Selected extract Start Marker

During the global food crisis in 2008, China–which also has large phosphate reserves–banned exports of the key fertilizer ingredient. As phosphorous prices rise and supplies tighten, you can expect nations with reserves to impose high prices–or even, as China did, hoard supplies.
One additional problem that neither Foreign Policy or Der Spiegel mention: phosphorous mining, at least in Florida, is an ecologically devastating process that leaves behind, um … radioactive waste. I wrote a post on this very topic back in 2008. Get this:
For every ton of raw fertilizer produced, the industry generates five tons of phosphogypsum, a radioactive material the U.S. Environmental Agency considers hazardous waste. With limited options available, the phosphate industry is storing more than a billion tons of phosphogypsum in stacks that tower up to 200 feet high — a problem that grows by 30 million tons every year.

Selected extract End Marker

* **What you need to do**:
1 > Decide whether each statement agrees with the phosphate passage, answering yes or no and quoting the passage's deciding words: (a) China banned exports of a key fertilizer ingredient during the 2008 global food crisis. (b) The industry produces two tons of phosphogypsum for every ton of raw fertilizer. (c) Foreign Policy mentions the radioactive waste left by phosphate mining.
2 > Write out the part of the phosphate passage from "One additional problem" to "tons every year.", word for word.

Information given Start Marker

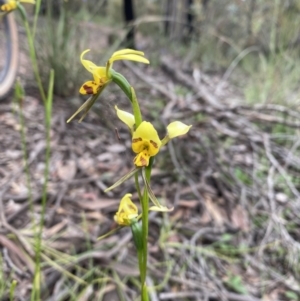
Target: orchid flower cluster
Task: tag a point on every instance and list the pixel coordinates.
(145, 143)
(11, 5)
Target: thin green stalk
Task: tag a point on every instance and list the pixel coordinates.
(19, 97)
(48, 110)
(12, 290)
(36, 15)
(32, 53)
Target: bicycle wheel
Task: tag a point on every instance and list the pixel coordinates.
(9, 53)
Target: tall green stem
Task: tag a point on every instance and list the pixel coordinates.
(32, 53)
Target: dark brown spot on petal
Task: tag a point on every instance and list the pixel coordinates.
(88, 89)
(143, 161)
(154, 143)
(136, 140)
(131, 207)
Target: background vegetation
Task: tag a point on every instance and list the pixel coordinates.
(234, 181)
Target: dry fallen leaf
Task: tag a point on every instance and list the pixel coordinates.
(67, 171)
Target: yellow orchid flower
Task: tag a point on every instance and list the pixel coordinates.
(102, 74)
(145, 143)
(12, 5)
(145, 140)
(127, 211)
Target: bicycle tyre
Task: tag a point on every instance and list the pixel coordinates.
(9, 69)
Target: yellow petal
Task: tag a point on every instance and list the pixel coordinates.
(141, 159)
(99, 74)
(28, 1)
(9, 6)
(89, 87)
(129, 57)
(126, 117)
(177, 128)
(161, 209)
(127, 211)
(146, 133)
(127, 51)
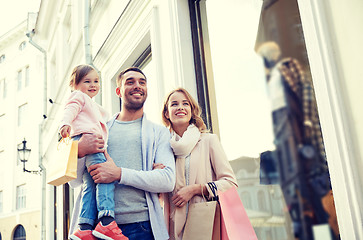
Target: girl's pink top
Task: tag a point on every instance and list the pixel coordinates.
(84, 115)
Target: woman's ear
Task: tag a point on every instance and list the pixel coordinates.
(166, 114)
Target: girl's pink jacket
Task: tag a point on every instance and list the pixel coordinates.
(84, 115)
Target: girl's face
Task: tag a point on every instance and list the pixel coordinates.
(89, 85)
(179, 110)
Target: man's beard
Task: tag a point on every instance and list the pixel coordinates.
(132, 106)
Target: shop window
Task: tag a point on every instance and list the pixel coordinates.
(253, 75)
(19, 233)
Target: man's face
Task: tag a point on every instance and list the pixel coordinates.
(133, 90)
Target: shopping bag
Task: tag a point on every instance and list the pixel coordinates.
(63, 168)
(234, 220)
(199, 224)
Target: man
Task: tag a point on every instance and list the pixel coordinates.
(134, 145)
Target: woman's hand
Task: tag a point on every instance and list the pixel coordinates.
(90, 143)
(158, 166)
(65, 131)
(185, 194)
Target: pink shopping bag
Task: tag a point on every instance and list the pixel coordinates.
(235, 224)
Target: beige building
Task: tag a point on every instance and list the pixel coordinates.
(20, 117)
(208, 47)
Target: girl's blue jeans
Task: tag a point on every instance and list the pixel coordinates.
(97, 199)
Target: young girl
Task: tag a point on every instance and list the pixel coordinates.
(83, 115)
(199, 159)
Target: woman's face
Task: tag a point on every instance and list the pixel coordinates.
(179, 110)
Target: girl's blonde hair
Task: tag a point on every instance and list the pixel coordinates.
(78, 73)
(196, 119)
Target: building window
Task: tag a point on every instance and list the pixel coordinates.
(19, 233)
(145, 63)
(262, 201)
(2, 131)
(20, 78)
(22, 46)
(1, 201)
(23, 77)
(27, 76)
(246, 200)
(20, 197)
(22, 114)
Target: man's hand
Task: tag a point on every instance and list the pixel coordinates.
(185, 194)
(90, 143)
(106, 172)
(65, 131)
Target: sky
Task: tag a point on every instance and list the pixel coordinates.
(13, 12)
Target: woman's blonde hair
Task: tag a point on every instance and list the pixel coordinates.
(196, 119)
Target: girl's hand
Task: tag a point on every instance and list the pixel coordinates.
(65, 131)
(185, 194)
(158, 166)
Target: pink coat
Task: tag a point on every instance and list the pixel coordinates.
(208, 162)
(84, 115)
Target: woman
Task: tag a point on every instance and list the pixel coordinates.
(199, 159)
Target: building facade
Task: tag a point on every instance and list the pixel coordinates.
(20, 118)
(208, 47)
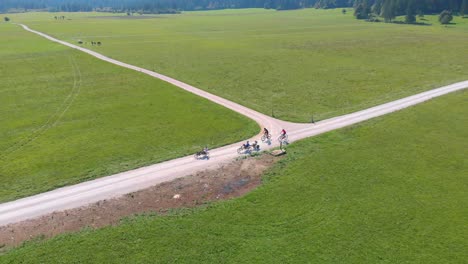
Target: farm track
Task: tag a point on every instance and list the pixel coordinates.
(126, 182)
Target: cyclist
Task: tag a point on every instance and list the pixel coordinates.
(256, 146)
(205, 151)
(247, 145)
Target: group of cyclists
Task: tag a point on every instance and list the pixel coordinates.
(248, 146)
(265, 138)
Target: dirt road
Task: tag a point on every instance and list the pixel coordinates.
(126, 182)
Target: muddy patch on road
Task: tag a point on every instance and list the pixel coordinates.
(229, 180)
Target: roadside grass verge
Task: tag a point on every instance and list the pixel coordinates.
(66, 117)
(389, 190)
(293, 65)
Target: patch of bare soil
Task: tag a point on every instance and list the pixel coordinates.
(230, 180)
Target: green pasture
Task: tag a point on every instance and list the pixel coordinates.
(67, 117)
(294, 65)
(390, 190)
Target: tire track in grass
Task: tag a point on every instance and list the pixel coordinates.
(54, 118)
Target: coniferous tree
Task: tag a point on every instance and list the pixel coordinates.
(388, 11)
(410, 17)
(464, 8)
(445, 17)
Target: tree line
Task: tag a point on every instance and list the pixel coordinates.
(364, 7)
(389, 9)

Information given End Marker

* **Answers in order**:
1 >
(a) Yes: "China–which also has large phosphate reserves–banned exports of the key fertilizer ingredient"
(b) No: "For every ton of raw fertilizer produced, the industry generates five tons of phosphogypsum"
(c) No: "One additional problem that neither Foreign Policy or Der Spiegel mention"

2 >
One additional problem that neither Foreign Policy or Der Spiegel mention: phosphorous mining, at least in Florida, is an ecologically devastating process that leaves behind, um … radioactive waste. I wrote a post on this very topic back in 2008. Get this:
For every ton of raw fertilizer produced, the industry generates five tons of phosphogypsum, a radioactive material the U.S. Environmental Agency considers hazardous waste. With limited options available, the phosphate industry is storing more than a billion tons of phosphogypsum in stacks that tower up to 200 feet high — a problem that grows by 30 million tons every year.